§ TEXT:
· · ·
In the revised MTEF, the federal government increased its 2022 projected expenditure to N16.45 trillion, an increase of N2.47 trillion from the N13.98 trillion earlier approved by the National Assembly.
The fiscal deficit, according to the revised framework, is projected to increase by N692.0 billion or to 3.42% of GDP from 3.05% of GDP.
Buhari explained that the revision was necessitated by the need to reflect the new fiscal terms in the Petroleum Industry Act (PIA) 2021, as well as other critical expenditures in the 2022 Budget.
He, however, said the underlying drivers of the 2022 fiscal projections, such as oil price benchmark, oil production volume, exchange rate, GDP growth, and inflation rate reflect emergent realities and the macroeconomic outlook remain unchanged as in the previously approved 2022-24 MTEF&FSP.
Buhari noted that the increase in expenditure was due to N100 billion additional provision to INEC, to cater for the 2023 General Elections; and the provision of N54 billion to NASENI, which represents 1 percent FGN share of Federation Account.
Others are the additional provision of N510 billion in the Service Wide Votes to cater for National Poverty Reduction with Growth Strategy (N300 billion), Police Operations Fund (N50 billion), Hazard Allowance for Health Workers (50 billion), Public Service Wage Adjustments (additional N80 billion), and MDAs’ Electricity Bills Debt (additional N37 billion); and additional Capital provision of N1.70 trillion.
He explained that the provision for additional capital in the framework was as a result of projected increases in Capital Supplementation by N179.1 billion; GOEs Capital by N222.1 billion; TETFUND Expenditure by N290.7 billion; Multilateral/Bi-lateral Project-tied Loans by N517.5 billion; and MDAs Capital Expenditure by N390.5 billion (including N178.1 billion provision for population and housing census to be carried out in 2022.
Oil & gas revenue, 13% derivatives slashed
The PIA, the president said, established a progressive fiscal framework aimed at encouraging investment in the Nigerian Petroleum Industry.
“This significantly alters the Oil and Gas fiscal terms and has necessitated changes in the 2022-2024 Medium Term Fiscal Framework.
“The fiscal effects of PIA implementation are assumed to kick in by mid-year 2022. The revised 2022-2024 Fiscal Framework is premised on a hybrid of January-June (based on current fiscal regime) and July-December (based on PIA fiscal regime), while 2023 and 2024 are now fully based on the PIA”, he said.
· · ·
§ INFORMATION SHOWN:
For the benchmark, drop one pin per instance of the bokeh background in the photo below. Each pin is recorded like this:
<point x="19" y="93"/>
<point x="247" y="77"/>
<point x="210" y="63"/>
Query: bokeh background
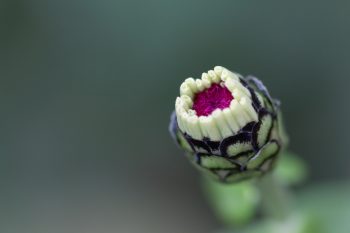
· · ·
§ EXERCISE AIM:
Continue the passage on Nigeria's revised 2022-2024 fiscal framework, picking up after its last sentence rather than after the rows.

§ ANSWER TO THE PROBLEM:
Buhari, therefore, listed the changes to the 2022 Fiscal Framework projections to include Gross Revenue projection decreased by N341.57 billion, from N8.870 trillion to N8.528 trillion; decreased deductions for federally funded upstream projects costs and 13 per cent derivation by N335.3 billion and N810.25 million respectively; and Net Oil and Gas revenue projection declined by N5.42 billion from N6.540 trillion to N6.535 trillion.
Buhari said also to be modified in the fiscal framework was an increase in projected FGN’s Retained Revenue from N8.36 trillion to N10.13 trillion.
Giving a breakdown of the projected increase in Federal Government’s revenue, he said N837.76 billion was from increase in revenue of Government-Owned Enterprises; N697.6 billion from MDAs Internally Generated Revenue; the introduction of Education Tax of N306 billion and Dividend of N8.3 billion from the Bank of Industry as revenue lines; and FGN share of oil price royalty of N96.9 billion which is expected to be transferred to the Nigerian Sovereign Investment Authority based on the provisions of the PIA.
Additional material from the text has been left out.